WORK TO COMPLETE:
The reply should consist of the full listing, written out exactly.

INFORMATION:

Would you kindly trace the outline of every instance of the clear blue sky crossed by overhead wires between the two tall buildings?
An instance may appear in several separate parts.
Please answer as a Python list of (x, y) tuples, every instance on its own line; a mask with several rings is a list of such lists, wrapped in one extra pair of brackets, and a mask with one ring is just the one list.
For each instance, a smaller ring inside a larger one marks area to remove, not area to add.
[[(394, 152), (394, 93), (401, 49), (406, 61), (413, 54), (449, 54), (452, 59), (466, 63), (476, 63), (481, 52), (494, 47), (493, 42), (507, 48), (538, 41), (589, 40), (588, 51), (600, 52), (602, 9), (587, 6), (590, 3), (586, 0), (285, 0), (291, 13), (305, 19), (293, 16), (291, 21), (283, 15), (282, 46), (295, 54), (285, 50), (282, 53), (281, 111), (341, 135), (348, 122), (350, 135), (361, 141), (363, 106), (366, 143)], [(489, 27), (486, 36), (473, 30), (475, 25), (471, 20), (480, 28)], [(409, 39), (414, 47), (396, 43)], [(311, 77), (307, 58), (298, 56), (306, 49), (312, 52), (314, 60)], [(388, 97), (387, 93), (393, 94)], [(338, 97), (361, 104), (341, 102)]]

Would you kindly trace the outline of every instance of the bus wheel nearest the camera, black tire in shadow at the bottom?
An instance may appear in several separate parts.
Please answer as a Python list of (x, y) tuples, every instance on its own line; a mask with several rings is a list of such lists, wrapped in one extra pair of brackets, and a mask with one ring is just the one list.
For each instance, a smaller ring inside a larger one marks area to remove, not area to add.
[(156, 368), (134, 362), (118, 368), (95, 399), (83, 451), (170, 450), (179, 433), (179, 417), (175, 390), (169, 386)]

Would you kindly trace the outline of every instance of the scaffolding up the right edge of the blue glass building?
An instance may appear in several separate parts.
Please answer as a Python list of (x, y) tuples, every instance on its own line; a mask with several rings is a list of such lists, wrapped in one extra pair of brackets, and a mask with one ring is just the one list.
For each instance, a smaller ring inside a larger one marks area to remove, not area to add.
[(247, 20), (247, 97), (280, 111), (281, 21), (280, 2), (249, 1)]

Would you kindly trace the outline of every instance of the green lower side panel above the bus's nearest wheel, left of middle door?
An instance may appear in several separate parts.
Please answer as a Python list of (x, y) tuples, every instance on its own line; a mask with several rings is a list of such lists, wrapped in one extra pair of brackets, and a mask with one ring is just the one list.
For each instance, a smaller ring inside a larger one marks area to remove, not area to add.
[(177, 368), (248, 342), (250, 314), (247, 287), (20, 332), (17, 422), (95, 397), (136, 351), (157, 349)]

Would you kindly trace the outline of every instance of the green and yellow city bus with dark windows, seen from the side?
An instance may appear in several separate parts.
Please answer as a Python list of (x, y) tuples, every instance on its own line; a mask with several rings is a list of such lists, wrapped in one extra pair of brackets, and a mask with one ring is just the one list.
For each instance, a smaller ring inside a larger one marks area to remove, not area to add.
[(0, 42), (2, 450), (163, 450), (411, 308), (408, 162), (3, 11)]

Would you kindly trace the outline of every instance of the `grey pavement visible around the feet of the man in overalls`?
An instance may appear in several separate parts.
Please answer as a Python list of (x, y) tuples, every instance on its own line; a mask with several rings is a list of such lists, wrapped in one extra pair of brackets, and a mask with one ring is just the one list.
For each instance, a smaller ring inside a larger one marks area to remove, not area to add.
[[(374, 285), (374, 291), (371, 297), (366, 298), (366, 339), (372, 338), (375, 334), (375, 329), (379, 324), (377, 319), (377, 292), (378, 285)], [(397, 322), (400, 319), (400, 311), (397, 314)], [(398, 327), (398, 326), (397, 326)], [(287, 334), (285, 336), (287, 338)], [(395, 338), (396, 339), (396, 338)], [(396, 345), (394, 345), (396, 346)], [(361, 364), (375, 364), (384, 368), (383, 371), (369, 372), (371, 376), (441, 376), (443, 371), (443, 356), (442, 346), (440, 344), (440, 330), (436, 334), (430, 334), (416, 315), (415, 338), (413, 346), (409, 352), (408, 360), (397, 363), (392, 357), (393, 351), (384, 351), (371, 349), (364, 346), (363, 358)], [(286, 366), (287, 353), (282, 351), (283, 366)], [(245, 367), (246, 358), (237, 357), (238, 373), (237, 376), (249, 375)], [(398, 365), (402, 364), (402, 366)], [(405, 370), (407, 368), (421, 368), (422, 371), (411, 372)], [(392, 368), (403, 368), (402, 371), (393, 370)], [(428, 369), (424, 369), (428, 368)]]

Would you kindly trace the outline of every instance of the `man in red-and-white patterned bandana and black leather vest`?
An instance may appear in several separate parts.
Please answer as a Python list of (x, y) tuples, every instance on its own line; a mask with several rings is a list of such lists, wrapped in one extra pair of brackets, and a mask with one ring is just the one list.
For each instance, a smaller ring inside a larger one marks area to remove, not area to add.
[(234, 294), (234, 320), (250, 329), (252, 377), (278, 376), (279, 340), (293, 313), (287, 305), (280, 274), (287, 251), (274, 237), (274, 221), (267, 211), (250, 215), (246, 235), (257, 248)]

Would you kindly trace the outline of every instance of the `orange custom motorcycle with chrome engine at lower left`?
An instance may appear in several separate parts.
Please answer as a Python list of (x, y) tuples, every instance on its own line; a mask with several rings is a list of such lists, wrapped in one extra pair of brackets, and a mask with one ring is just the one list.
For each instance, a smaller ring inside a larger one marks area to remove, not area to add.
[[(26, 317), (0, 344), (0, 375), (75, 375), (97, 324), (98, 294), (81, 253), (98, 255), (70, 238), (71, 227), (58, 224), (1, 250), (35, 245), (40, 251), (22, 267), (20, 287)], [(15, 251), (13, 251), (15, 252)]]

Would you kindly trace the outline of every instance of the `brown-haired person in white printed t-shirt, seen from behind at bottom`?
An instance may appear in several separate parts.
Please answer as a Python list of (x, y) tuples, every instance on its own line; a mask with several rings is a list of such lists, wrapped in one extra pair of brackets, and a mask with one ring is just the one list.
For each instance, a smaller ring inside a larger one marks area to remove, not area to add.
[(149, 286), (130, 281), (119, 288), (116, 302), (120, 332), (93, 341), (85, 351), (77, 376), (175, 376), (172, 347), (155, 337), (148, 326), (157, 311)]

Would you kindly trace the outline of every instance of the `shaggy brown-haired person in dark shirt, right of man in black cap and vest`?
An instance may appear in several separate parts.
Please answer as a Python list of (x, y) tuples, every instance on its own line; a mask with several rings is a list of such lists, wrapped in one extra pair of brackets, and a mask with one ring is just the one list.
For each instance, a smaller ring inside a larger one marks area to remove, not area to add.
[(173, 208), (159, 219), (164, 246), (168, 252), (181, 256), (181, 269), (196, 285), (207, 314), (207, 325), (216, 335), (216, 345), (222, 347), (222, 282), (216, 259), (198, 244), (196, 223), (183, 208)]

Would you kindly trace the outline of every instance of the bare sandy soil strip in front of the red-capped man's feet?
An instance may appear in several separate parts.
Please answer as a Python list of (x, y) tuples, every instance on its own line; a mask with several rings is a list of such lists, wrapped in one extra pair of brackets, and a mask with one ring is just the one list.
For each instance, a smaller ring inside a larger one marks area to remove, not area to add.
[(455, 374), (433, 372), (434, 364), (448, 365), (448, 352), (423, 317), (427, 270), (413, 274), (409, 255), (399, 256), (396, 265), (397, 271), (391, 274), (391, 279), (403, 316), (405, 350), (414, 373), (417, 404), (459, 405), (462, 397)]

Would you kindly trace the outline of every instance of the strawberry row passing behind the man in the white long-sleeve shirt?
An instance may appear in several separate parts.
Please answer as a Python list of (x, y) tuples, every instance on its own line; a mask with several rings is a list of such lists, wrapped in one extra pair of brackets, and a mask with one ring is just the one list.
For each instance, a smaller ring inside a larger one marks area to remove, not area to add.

TASK RESPONSE:
Would you kindly trace the outline of every instance of the clear blue sky crossed by overhead wires between the two tall buildings?
An instance may appear in several separate parts.
Please answer as a Python list of (x, y) tuples, every instance on its own line; a mask with several rings is a list of such lists, wrapped in one extra pair of brackets, and a mask with one ring is just the one list.
For each instance, a smaller ring inside a larger one marks area to remove, not area to add.
[[(394, 152), (394, 93), (401, 49), (406, 61), (413, 54), (449, 54), (452, 59), (466, 63), (476, 63), (481, 52), (494, 47), (493, 42), (507, 48), (538, 41), (589, 40), (588, 51), (600, 52), (602, 9), (587, 6), (590, 3), (586, 0), (285, 0), (291, 13), (305, 19), (293, 16), (291, 21), (283, 15), (282, 46), (295, 54), (285, 50), (282, 53), (281, 111), (341, 135), (348, 122), (350, 135), (361, 141), (363, 106), (366, 143)], [(489, 27), (486, 36), (473, 30), (475, 25), (471, 20), (480, 28)], [(409, 39), (414, 47), (396, 43)], [(311, 77), (307, 58), (298, 56), (306, 49), (312, 52), (314, 60)], [(388, 97), (387, 93), (393, 94)], [(338, 97), (361, 104), (341, 102)]]

Would you kindly trace the outline of every instance of the bus wheel nearest the camera, black tire in shadow at the bottom?
An instance may appear in several separate parts.
Please answer as a Python list of (x, y) tuples, every instance on its own line; a mask with several rings is a list of such lists, wrapped in one extra pair of brackets, and a mask with one ring is just the one list.
For each instance, a smaller ring inside a larger one marks area to remove, not area to add.
[(156, 368), (134, 362), (118, 368), (95, 399), (83, 451), (170, 450), (179, 433), (179, 417), (175, 390), (169, 386)]

Would you kindly trace the outline of every instance of the scaffolding up the right edge of the blue glass building?
An instance may appear in several separate parts.
Please answer as a Python list of (x, y) tuples, every instance on its own line; a mask with several rings is a list of such lists, wrapped in one extra pair of brackets, and a mask with one ring is just the one list.
For each instance, a smaller ring inside a larger one marks area to remove, not area to add.
[(247, 20), (247, 97), (280, 111), (281, 21), (280, 2), (249, 1)]

Would you kindly trace the outline of every instance of the green lower side panel above the bus's nearest wheel, left of middle door?
An instance may appear in several separate parts.
Please answer as a Python list of (x, y) tuples, every instance on its own line; a mask with several rings is a list of such lists, wrapped in one extra pair of brackets, and a mask with one ring is just the one list.
For each instance, a smaller ring inside a larger one marks area to remove, not area to add.
[(177, 368), (248, 342), (250, 314), (247, 287), (20, 332), (17, 422), (95, 397), (136, 351), (157, 349)]

Would you kindly trace the outline of every instance of the green and yellow city bus with dark windows, seen from the side?
An instance may appear in several separate parts.
Please answer as a Python list of (x, y) tuples, every instance on its own line; a mask with several rings is a list of such lists, wrapped in one extra pair of brackets, and a mask with one ring is just the one list.
For each instance, a smaller ring inside a larger one marks area to remove, not area to add.
[(0, 42), (2, 450), (163, 450), (411, 308), (408, 162), (3, 11)]

Would you kindly trace the outline of every instance of the `grey pavement visible around the feet of the man in overalls`?
An instance may appear in several separate parts.
Please answer as a Python list of (x, y) tuples, every instance on its own line; a mask with several rings is a list of such lists, wrapped in one extra pair of brackets, and a mask with one ring is just the one list.
For each instance, a smaller ring inside a larger one marks area to remove, not area to add.
[[(374, 285), (374, 291), (371, 297), (366, 298), (366, 339), (372, 338), (375, 334), (375, 329), (379, 324), (377, 319), (377, 292), (378, 285)], [(397, 322), (400, 319), (400, 311), (397, 314)], [(398, 327), (398, 326), (397, 326)], [(287, 334), (285, 336), (287, 338)], [(395, 338), (396, 339), (396, 338)], [(396, 345), (394, 345), (396, 346)], [(361, 364), (375, 364), (384, 368), (383, 371), (369, 372), (371, 376), (441, 376), (443, 371), (443, 356), (442, 346), (440, 344), (440, 330), (436, 334), (430, 334), (416, 315), (415, 338), (413, 346), (409, 352), (408, 360), (397, 363), (392, 357), (393, 351), (384, 351), (371, 349), (364, 346), (363, 358)], [(286, 366), (287, 353), (282, 351), (283, 366)], [(245, 367), (246, 358), (237, 357), (238, 373), (237, 376), (249, 375)], [(398, 365), (402, 364), (402, 366)], [(405, 370), (407, 368), (421, 368), (422, 371), (411, 372)], [(392, 368), (403, 368), (402, 371), (393, 370)], [(428, 369), (424, 369), (428, 368)]]

Would you kindly trace the outline of every instance of the `man in red-and-white patterned bandana and black leather vest`?
An instance may appear in several separate parts.
Please answer as a Python list of (x, y) tuples, every instance on its own line; a mask with several rings is a list of such lists, wrapped in one extra pair of brackets, and a mask with one ring is just the one list.
For each instance, a smaller ring inside a larger one marks area to remove, not area to add.
[(234, 294), (234, 320), (250, 329), (252, 377), (278, 376), (279, 340), (293, 313), (287, 305), (280, 274), (287, 251), (274, 237), (274, 221), (267, 211), (250, 215), (246, 235), (257, 248)]

Would you kindly trace the outline of every instance of the `orange custom motorcycle with chrome engine at lower left`?
An instance may appear in several separate parts.
Please answer as a Python list of (x, y) tuples, every instance on its own line; a mask with several rings is a list of such lists, wrapped in one extra pair of brackets, and a mask with one ring is just the one list.
For each instance, a smaller ring inside a larger one marks area to remove, not area to add.
[[(26, 317), (0, 344), (0, 375), (75, 375), (97, 324), (98, 294), (81, 253), (98, 255), (70, 238), (71, 227), (58, 224), (1, 250), (35, 245), (40, 251), (22, 267), (20, 287)], [(15, 251), (13, 251), (15, 252)]]

Would you kindly trace the outline of every instance of the `brown-haired person in white printed t-shirt, seen from behind at bottom`?
An instance may appear in several separate parts.
Please answer as a Python list of (x, y) tuples, every instance on its own line; a mask with several rings is a list of such lists, wrapped in one extra pair of brackets, and a mask with one ring is just the one list.
For each instance, a smaller ring inside a larger one marks area to remove, not area to add.
[(149, 286), (130, 281), (119, 288), (116, 302), (120, 332), (93, 341), (85, 351), (77, 376), (175, 376), (172, 347), (155, 337), (148, 326), (157, 311)]

Would you kindly trace the outline of every instance of the `shaggy brown-haired person in dark shirt, right of man in black cap and vest`?
An instance may appear in several separate parts.
Please answer as a Python list of (x, y) tuples, every instance on its own line; a mask with several rings is a list of such lists, wrapped in one extra pair of brackets, and a mask with one ring is just the one list.
For each instance, a smaller ring inside a larger one marks area to remove, not area to add.
[(173, 208), (159, 219), (164, 246), (168, 252), (181, 256), (181, 269), (196, 285), (207, 314), (207, 325), (216, 335), (216, 345), (222, 347), (222, 282), (216, 259), (198, 244), (196, 223), (183, 208)]

Would you kindly trace the outline of every instance of the bare sandy soil strip in front of the red-capped man's feet?
An instance may appear in several separate parts.
Please answer as a Python list of (x, y) tuples, every instance on its own line; a mask with several rings is a list of such lists, wrapped in one extra pair of brackets, and a mask with one ring is just the one list.
For each instance, a smaller ring inside a larger one marks area to remove, not area to add.
[(455, 374), (433, 372), (434, 364), (448, 365), (448, 352), (423, 317), (427, 270), (413, 274), (409, 255), (399, 256), (396, 265), (397, 271), (391, 274), (391, 279), (403, 316), (405, 350), (414, 373), (417, 404), (459, 405), (462, 397)]

Would you kindly trace the outline of every instance of the strawberry row passing behind the man in the white long-sleeve shirt?
An instance may appear in several separate parts.
Please answer as a Python list of (x, y) tuples, every instance on its own line; a mask with several rings is a list of such lists, wrapped in one extra pair of brackets, and a mask with one ring is just the one list.
For each instance, a smaller ring inside a larger one marks area to remove, not area to add.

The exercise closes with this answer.